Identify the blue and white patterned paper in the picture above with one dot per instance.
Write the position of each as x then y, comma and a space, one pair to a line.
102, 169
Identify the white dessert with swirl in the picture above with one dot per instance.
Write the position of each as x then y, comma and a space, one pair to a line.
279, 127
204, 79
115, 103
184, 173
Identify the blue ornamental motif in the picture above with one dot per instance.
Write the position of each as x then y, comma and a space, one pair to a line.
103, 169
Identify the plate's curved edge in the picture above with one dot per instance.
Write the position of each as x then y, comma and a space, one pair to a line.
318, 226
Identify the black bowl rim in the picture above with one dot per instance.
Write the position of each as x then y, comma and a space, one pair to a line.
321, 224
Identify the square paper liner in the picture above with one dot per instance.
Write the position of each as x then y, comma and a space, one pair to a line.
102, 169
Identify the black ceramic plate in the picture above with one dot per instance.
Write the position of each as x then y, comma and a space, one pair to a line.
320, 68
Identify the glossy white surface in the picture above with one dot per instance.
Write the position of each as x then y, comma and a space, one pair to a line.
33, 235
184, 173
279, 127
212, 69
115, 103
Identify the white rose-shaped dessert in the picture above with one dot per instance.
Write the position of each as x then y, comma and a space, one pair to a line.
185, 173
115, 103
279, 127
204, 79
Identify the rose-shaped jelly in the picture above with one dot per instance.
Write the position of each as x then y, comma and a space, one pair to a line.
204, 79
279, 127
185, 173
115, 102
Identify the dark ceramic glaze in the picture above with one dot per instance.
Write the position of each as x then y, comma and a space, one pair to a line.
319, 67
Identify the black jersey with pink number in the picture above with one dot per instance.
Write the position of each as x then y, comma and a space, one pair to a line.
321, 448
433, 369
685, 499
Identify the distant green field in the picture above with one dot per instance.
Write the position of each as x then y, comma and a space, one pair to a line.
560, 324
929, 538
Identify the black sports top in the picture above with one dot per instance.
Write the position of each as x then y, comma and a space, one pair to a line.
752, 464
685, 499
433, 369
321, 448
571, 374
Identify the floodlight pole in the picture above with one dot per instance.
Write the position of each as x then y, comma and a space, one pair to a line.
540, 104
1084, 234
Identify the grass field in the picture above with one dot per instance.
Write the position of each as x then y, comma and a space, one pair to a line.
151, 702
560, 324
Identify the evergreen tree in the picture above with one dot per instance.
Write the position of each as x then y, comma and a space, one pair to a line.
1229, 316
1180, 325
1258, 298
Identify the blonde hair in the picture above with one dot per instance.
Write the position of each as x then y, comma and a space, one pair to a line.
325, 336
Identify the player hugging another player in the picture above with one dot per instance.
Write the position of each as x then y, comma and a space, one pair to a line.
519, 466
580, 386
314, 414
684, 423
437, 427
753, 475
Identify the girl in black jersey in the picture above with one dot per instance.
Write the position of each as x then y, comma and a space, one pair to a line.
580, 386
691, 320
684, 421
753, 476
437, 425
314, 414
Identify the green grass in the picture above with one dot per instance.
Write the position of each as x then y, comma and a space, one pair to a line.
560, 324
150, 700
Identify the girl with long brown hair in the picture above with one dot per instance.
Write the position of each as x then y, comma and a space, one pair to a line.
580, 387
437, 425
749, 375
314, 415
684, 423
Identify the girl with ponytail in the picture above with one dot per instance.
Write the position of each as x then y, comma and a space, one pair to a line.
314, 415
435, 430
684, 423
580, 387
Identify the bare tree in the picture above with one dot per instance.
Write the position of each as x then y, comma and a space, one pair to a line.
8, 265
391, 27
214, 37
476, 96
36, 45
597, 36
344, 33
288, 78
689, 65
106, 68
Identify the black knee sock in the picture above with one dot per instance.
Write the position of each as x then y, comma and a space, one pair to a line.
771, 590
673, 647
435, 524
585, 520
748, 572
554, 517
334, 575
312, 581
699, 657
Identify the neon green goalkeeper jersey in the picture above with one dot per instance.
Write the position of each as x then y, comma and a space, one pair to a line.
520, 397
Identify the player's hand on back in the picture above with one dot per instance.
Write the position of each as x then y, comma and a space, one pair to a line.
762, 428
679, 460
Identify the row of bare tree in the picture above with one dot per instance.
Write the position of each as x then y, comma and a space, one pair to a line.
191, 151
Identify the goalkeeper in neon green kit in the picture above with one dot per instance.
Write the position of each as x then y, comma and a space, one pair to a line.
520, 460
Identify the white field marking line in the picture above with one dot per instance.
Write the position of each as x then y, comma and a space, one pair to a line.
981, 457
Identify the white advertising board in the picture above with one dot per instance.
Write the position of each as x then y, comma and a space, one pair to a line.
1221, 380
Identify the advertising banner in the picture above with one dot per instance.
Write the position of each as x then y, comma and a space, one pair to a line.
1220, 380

_Instructions to follow:_ Please reproduce all the entries above with "one dot per instance" swapped for "one point per instance" everywhere it occurs, leaving everything else unchanged.

_The response:_
Identify the blue and white patterned paper in the picture above with one point per instance.
Write the position of each as x then y, comma and a space, one pair to a line.
102, 169
Identify the white dessert with swirl in the picture above with one point per instance.
Write the position of each as x then y, comma and a space, one pair to a line.
279, 127
204, 79
115, 103
184, 173
Identify the blue ornamental motif in the picture above with one point per instance.
Write the position of each as x then y, comma and a space, one pair to a line.
103, 169
Identify the plate's curved edge in the picture above with one point per instance.
Write the position of each as x then y, comma and a space, one pair to a line.
318, 226
Identify the black bowl rim in the picture above with one point per instance.
Write the position of each as x then y, comma and a space, one pair to a line.
321, 224
Identify the square paper liner in the picture above with one point per instance.
Write the position of each as x then y, comma and a space, one pair to a line.
102, 169
Identify the black ceramic plate in the picture above with one point per instance.
Write the position of each as x then y, comma and a space, one pair to a line.
320, 68
Identify the glossy white surface in the picture above with one point per instance.
Write the position of each as x then y, comma and a space, one pair to a line.
33, 235
184, 173
279, 127
212, 69
115, 103
Identify the white rose-shaped dessert in the picture above with one point per instance.
Write the position of each as x then y, comma and a space, one pair to a line.
185, 173
115, 103
279, 127
204, 79
Identify the rose-shaped jelly in the picture above with one point per instance.
Write the position of each as x then y, comma and a space, one pair to a line.
204, 79
279, 127
185, 173
115, 102
Identify the dark ceramic glaze in the picture above with one point per instance.
Write the position of each as x then y, comma and a space, one pair to a line.
319, 67
Identify the black jersey with pink number in the picture above with one point per instance.
Write the position of each as x then y, comma and a space, one pair to a line.
321, 448
433, 369
685, 499
Identify the distant green field in the picture above with one point per instance.
Write the position of each as x then y, comma and a space, one pair to a line.
560, 324
929, 538
Identify the black sports top in the picture above with one point per instance.
Write the position of each as x then y, comma and a space, one pair to a line.
752, 464
685, 499
433, 369
321, 448
571, 374
Identify the floodlight pole in the picture above with one point per instance.
Write the position of each as x then y, comma and a space, one pair to a line.
540, 104
1084, 234
Identify the grass field in the picture above with one point per instance.
Write the position of each as x then y, comma and a space, one pair to a line.
151, 702
560, 324
Identify the evergreen tree in the picture above with one point per instance.
Write the position of each as x then y, comma and a space, one pair to a line.
1229, 316
1180, 325
1258, 298
Identify the blonde hair in the picture above with one point per instance.
Write the position of each as x then y, comma and a space, one pair to a line.
325, 336
Identify the player hugging another player in the picture above with one point per instance.
Write the position of each as x then y, comma and a space, one pair to a line.
519, 466
580, 386
314, 414
684, 423
437, 427
753, 475
Identify the girl in black jersey in the picture above with one point per instance.
Write the position of each as x then y, comma and a space, one pair to a line.
580, 386
691, 320
684, 421
753, 476
437, 425
314, 414
Identify the green grass in the picture above with one point per instance.
Write the position of each as x then y, comma and a space, one pair to a line.
560, 324
150, 700
Identify the girl with long brown hair in the picture above with one point per instance.
Write the position of each as x then y, comma and a space, one pair to a line.
580, 387
437, 425
749, 375
314, 415
684, 423
Identify the girl with ponytail in the picture above with one point per instance.
Write the position of each as x then y, comma and a space, one pair to a line.
314, 415
435, 430
684, 423
580, 387
Identify the bare tree in the picture above with one point per instance.
Write the position of each as x then y, comma and a space, one pair to a line.
8, 265
391, 27
214, 37
476, 96
36, 45
597, 36
344, 33
288, 78
689, 65
106, 68
Identify the black knee sock in the picture above with one point per instance.
Write the position of each as x then y, comma and a space, one pair to a line.
771, 590
673, 647
435, 524
585, 520
748, 572
554, 517
334, 575
312, 581
699, 657
Identify the neon green goalkeeper jersey in the picture above with one point per instance.
Write the position of each as x then y, comma and a space, one pair to a line.
520, 397
Identify the player's hand on back in the picture above with one point per instance.
Write the position of each as x then y, comma and a space, one pair to a line.
762, 428
679, 460
Identify the row of bare tree in the picture above with one point per instance.
Write the position of each as x then y, comma and a space, one pair to a line.
191, 151
Identify the goalkeeper in neon green kit in the picture above with one point per instance.
Write the position of each as x then y, comma and a space, one pair to a line.
520, 460
Identify the white field marking line in the picture above with one point per instance.
Write the position of each as x then y, comma and a space, one pair to a line.
981, 457
Identify the white advertising board in the picture above with one point per instance.
Write the position of each as x then y, comma and a space, one pair to a line.
1221, 380
Identify the advertising banner in the picture above with one point per instance.
Write the position of each as x then y, comma and a space, one pair to a line.
1220, 380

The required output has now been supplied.